Task brief
Filter the listing below and copy every line that contains the string "white".

Excerpted data

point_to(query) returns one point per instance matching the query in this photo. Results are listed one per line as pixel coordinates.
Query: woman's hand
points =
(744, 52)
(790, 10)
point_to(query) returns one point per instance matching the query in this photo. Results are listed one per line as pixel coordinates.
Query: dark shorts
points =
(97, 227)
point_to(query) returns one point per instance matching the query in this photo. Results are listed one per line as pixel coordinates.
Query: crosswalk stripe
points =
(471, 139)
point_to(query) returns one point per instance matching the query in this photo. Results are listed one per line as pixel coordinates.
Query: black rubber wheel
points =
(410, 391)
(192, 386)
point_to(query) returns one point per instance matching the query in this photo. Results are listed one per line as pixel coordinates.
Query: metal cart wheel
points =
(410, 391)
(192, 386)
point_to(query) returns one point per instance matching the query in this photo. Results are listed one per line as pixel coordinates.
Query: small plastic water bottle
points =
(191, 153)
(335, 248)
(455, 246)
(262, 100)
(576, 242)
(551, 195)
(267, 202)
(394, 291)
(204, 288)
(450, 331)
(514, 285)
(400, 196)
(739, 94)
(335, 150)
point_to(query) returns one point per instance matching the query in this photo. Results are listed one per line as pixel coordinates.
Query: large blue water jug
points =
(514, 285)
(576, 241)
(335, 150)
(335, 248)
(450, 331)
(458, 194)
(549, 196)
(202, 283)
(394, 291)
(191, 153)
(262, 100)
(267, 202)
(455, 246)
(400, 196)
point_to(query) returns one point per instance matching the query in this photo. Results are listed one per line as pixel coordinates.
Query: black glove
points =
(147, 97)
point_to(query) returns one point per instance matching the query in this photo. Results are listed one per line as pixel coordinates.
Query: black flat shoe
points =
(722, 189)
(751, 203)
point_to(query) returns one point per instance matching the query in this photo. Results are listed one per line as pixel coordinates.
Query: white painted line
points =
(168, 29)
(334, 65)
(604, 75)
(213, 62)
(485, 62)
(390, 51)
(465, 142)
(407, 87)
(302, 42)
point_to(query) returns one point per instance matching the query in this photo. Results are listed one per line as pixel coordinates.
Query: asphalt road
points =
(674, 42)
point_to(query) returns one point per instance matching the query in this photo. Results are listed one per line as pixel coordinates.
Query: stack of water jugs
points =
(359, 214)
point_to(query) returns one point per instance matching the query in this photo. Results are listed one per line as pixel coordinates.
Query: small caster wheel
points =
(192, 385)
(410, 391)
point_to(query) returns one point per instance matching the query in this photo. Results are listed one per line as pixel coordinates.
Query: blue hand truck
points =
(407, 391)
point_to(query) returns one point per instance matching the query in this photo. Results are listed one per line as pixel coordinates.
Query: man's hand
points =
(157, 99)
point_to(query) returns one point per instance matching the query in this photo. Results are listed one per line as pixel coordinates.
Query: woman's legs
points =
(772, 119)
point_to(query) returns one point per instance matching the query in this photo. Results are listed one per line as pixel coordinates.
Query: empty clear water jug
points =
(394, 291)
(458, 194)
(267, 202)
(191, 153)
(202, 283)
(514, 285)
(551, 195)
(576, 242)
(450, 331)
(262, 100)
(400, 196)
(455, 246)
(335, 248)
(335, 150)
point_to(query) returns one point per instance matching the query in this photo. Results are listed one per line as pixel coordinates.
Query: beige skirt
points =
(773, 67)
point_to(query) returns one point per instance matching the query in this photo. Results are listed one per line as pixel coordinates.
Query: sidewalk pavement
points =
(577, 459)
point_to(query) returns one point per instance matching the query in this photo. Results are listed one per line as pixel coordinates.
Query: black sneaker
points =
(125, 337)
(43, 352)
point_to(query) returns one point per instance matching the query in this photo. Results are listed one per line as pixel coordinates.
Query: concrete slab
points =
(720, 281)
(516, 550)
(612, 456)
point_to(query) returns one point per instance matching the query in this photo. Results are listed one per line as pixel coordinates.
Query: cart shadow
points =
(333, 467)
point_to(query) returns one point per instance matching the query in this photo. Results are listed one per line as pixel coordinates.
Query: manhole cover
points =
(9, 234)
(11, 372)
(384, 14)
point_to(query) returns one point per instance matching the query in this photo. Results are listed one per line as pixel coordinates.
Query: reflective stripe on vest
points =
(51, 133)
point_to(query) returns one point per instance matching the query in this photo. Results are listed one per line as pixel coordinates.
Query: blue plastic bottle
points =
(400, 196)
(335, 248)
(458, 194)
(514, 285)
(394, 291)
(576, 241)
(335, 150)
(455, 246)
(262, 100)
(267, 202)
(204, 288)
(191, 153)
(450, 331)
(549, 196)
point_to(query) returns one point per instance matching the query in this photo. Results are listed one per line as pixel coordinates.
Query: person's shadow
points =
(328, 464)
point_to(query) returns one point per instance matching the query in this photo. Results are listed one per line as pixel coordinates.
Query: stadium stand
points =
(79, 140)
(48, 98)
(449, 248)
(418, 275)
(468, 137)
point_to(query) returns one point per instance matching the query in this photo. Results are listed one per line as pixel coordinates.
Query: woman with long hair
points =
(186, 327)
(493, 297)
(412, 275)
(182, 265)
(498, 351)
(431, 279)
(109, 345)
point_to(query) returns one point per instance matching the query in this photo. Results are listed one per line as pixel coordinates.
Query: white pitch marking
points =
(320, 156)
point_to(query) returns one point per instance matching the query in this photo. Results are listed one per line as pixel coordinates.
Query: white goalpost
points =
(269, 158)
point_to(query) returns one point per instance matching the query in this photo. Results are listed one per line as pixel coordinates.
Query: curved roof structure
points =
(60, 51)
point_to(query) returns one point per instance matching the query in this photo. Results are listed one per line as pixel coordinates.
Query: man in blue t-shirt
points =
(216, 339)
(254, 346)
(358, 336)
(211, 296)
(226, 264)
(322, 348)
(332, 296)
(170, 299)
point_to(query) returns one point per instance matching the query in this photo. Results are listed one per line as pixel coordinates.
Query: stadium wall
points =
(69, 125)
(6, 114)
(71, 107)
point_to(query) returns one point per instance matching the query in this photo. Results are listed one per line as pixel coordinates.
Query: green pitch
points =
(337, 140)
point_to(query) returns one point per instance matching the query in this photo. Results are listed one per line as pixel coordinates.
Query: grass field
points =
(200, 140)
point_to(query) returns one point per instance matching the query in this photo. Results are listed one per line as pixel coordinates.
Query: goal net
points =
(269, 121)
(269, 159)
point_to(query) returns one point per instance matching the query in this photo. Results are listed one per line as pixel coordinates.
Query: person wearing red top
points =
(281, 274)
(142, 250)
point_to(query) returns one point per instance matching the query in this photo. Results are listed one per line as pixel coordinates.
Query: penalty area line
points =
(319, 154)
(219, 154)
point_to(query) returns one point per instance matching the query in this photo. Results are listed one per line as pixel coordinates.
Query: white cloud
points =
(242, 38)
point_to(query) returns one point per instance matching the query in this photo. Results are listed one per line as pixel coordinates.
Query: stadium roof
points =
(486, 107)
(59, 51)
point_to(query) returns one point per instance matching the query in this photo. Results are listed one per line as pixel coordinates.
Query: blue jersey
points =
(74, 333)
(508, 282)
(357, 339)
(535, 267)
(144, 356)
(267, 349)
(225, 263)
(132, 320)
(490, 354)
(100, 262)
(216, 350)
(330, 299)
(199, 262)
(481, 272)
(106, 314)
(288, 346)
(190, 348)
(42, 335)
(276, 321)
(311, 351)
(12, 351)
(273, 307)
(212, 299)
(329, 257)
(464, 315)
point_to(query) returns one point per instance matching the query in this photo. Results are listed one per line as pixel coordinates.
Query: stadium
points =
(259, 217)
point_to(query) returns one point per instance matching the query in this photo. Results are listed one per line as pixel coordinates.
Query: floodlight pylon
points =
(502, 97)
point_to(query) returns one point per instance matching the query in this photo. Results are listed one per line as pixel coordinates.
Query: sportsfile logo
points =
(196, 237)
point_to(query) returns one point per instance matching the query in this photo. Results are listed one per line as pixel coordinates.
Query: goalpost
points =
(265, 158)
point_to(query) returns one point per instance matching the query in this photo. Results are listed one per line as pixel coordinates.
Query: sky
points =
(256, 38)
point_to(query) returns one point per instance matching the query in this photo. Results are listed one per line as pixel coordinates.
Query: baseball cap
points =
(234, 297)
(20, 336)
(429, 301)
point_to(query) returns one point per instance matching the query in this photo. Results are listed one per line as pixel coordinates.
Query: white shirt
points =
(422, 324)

Response
Query: white painted line
Query: white pitch marking
Query: white goalpost
Query: white cloud
Query: white shirt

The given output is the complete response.